:: Extrait du document ::

Jean-Claude Bertrand : un retour aux sources

Derniere interview de Jean-Claude (30/09/2005)

Près de Nîmes, dans la maison gardoise de la famille Bertrand, fréquentée l’été - les “longs hivers“ de Jean-Claude et son épouse Claudie se déclinent plus particulièrement en Côte d’Ivoire - leur villa est une invitation au voyage.

Objets divers et variés qui ont une belle âme africaine, et dont on mesure le poids de la découverte et la vigueur de la mémoire.

Et aux murs des photos. Des tranches de vie dorées et aventureuses joliment rôties par des soleils planétaires.

Avec Jean-Claude à Nouhadibou 1999

Là, une curieuse CX transformée en pick-up à 8 roues sur lequel est amarré un hélicoptère du type Alouette. « Avec ce curieux attelage, depuis Paris j’ai rallié le Hoggar, lorsque j’ai organisé pendant 8 ans le rallye d’Algérie. L’heure de la route de la CX était moins coûteuse que l’heure de vol de l’hélico… ». On devine la stupéfaction sur le passage de l’étrange fusion orgasmique d’un coléoptère avec une fourmi à huit pattes.

Là un immense bahut lors des reconnaissances du Rallye du Sinaï. « À quelques jours du départ, cette épreuve fut annulée, à cause d’une heureuse nouvelle pour le monde. Un journal Israélien, avec ma photo à la une avait titré “la première victime des accords de Camp David“ ».

Là, une bagnole (mais de quelle marque est-elle cette hybride hérissée de jerricans ?) repeinte aux couleurs sables, ressemblant à s’y méprendre à un véhicule de l’Afrika Korps. « Des images d’un passage lors du premier Côte-Côte ».

 

Là, une bagnole (mais de quelle marque est-elle cette hybride hérissée de jerricans ?) repeinte aux couleurs sables, ressemblant à s’y méprendre à un véhicule de l’Afrika Korps. « Des images d’un passage lors du premier Côte-Côte ».

Ici et là, partout dans cette maison respire la vie aventureuse. Dans l’intensité d’une existence si peu banale, tout est souvenirs. Pour Jean-Claude Bertrand, conteur de l’extrême, professoral et théâtral, sans emphase, dans sa façon d’être à la fois un livre d’histoire et une carte de géographie. Doublé d’un expert en sciences économico-politiques.

Des souvenirs ? Comme un livre bien aimé. Qu’on lit sans cesse. Et qui n’est jamais refermé. Un livre où l’on lit mieux sa vie. Et qui vous hante d’un rêve nostalgique. Où l’âme se tourmente.

Vous savez qu’il est à la page. Alors, il était temps pour lui d’écrire un nouveau chapitre, lui qui était rangé… des voitures depuis tant et tant d’années.

:::

▶ Objectif du travail:
Répondez brièvement à ces questions sur le portrait de Jean-Claude Bertrand.
1. Dans quel pays Jean-Claude et Claudie passent-ils leurs « longs hivers » ?
2. Pendant combien d'années Jean-Claude Bertrand a-t-il organisé le rallye d'Algérie ?
3. Quel titre le journal israélien a-t-il donné à l'article portant sa photo à la une ?

:: Données présentées ::

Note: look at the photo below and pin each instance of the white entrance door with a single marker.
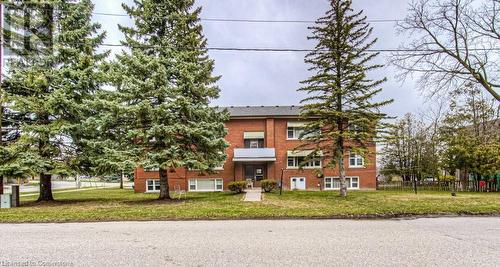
(298, 183)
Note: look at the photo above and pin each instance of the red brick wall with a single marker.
(276, 136)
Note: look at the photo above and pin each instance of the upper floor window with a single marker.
(294, 133)
(296, 130)
(356, 160)
(254, 139)
(295, 162)
(254, 143)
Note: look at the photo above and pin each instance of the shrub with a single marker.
(237, 187)
(269, 185)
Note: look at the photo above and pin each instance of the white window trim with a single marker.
(305, 167)
(296, 136)
(154, 185)
(356, 157)
(298, 177)
(337, 188)
(196, 184)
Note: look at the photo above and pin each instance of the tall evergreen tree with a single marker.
(165, 83)
(52, 86)
(340, 93)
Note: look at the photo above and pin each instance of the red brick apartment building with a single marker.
(262, 142)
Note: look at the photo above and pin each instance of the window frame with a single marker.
(357, 159)
(296, 132)
(349, 180)
(218, 182)
(156, 185)
(309, 165)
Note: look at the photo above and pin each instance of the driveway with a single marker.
(421, 242)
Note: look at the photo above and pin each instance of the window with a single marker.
(192, 185)
(295, 162)
(355, 160)
(206, 185)
(254, 143)
(334, 183)
(153, 186)
(293, 133)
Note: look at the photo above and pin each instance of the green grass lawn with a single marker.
(116, 205)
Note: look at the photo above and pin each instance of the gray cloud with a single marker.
(262, 78)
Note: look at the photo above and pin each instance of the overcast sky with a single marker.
(272, 78)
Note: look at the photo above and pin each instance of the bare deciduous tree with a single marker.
(451, 43)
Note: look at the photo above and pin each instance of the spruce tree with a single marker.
(340, 93)
(165, 83)
(52, 85)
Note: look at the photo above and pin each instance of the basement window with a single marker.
(152, 186)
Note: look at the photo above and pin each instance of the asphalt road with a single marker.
(421, 242)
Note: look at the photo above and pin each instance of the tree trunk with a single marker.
(164, 190)
(343, 185)
(45, 188)
(1, 184)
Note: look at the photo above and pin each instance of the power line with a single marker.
(271, 49)
(252, 49)
(250, 20)
(237, 20)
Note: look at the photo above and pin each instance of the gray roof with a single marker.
(264, 111)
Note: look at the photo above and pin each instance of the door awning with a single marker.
(301, 153)
(254, 154)
(253, 135)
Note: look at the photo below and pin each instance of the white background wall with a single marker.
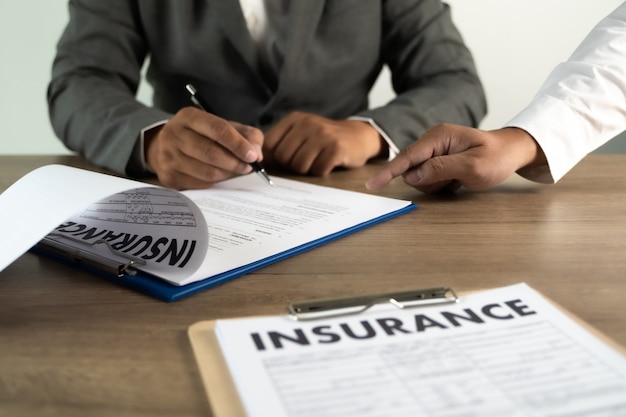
(515, 43)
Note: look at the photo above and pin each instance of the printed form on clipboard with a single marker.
(501, 352)
(171, 244)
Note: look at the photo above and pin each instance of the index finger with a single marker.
(225, 134)
(414, 155)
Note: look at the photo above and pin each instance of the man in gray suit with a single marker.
(286, 81)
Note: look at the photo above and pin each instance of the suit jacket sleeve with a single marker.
(91, 96)
(433, 72)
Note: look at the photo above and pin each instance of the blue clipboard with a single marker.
(162, 290)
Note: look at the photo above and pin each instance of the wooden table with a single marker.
(72, 344)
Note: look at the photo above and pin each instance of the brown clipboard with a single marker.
(218, 383)
(219, 386)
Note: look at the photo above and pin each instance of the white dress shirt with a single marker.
(582, 104)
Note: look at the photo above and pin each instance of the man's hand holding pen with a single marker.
(195, 149)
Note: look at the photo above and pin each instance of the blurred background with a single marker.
(515, 43)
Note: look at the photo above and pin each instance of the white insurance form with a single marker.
(503, 352)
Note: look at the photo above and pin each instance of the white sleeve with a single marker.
(582, 104)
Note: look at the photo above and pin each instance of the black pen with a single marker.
(201, 104)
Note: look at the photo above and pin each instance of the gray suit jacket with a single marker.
(334, 53)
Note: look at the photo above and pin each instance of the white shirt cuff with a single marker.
(393, 148)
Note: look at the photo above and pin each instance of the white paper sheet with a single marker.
(180, 237)
(514, 354)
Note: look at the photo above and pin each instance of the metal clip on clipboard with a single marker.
(316, 309)
(86, 257)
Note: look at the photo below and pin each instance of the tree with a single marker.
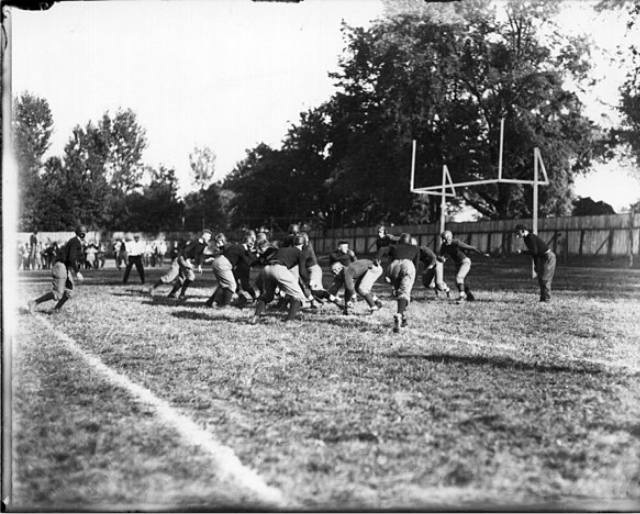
(203, 166)
(204, 209)
(32, 129)
(449, 85)
(627, 136)
(258, 186)
(100, 168)
(124, 141)
(157, 208)
(589, 207)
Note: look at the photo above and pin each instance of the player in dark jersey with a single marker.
(455, 250)
(359, 277)
(339, 260)
(190, 256)
(277, 274)
(544, 260)
(294, 230)
(228, 257)
(63, 272)
(384, 238)
(433, 273)
(404, 258)
(242, 271)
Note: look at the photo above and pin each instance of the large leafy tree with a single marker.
(263, 186)
(449, 85)
(32, 130)
(202, 161)
(101, 167)
(157, 207)
(628, 135)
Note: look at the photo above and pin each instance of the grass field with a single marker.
(502, 403)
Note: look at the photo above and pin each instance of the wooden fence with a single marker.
(615, 235)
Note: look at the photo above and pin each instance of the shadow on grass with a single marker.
(500, 363)
(211, 314)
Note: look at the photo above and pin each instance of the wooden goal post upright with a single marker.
(447, 186)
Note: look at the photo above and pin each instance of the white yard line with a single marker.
(228, 465)
(480, 344)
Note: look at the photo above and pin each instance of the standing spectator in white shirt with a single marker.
(161, 251)
(135, 252)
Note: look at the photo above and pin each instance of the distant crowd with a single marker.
(39, 255)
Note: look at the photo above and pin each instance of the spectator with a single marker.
(33, 249)
(161, 251)
(135, 252)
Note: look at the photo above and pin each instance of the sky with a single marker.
(227, 74)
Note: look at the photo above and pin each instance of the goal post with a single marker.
(447, 187)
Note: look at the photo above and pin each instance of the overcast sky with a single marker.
(227, 74)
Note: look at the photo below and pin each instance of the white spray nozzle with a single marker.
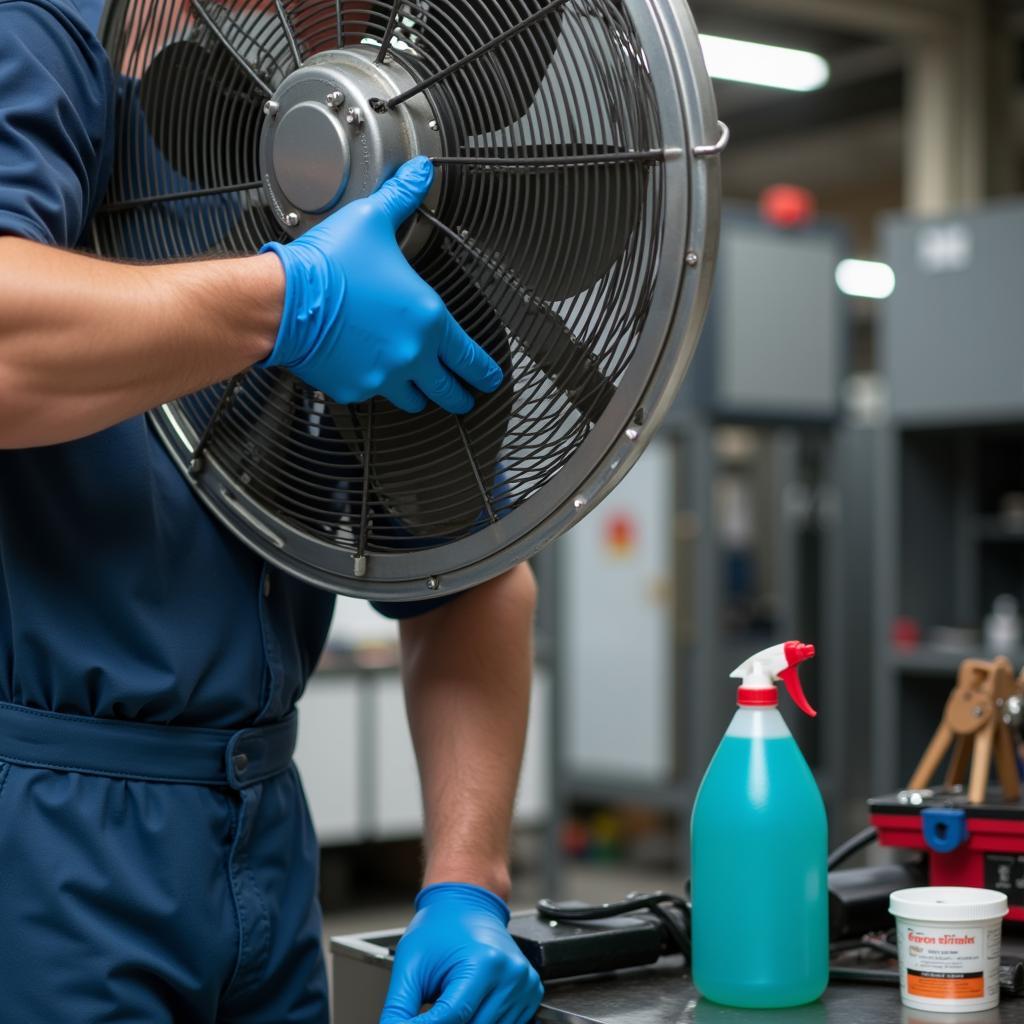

:::

▶ Réponse attendue:
1. En Côte d'Ivoire.
2. Pendant 8 ans.
3. « la première victime des accords de Camp David ».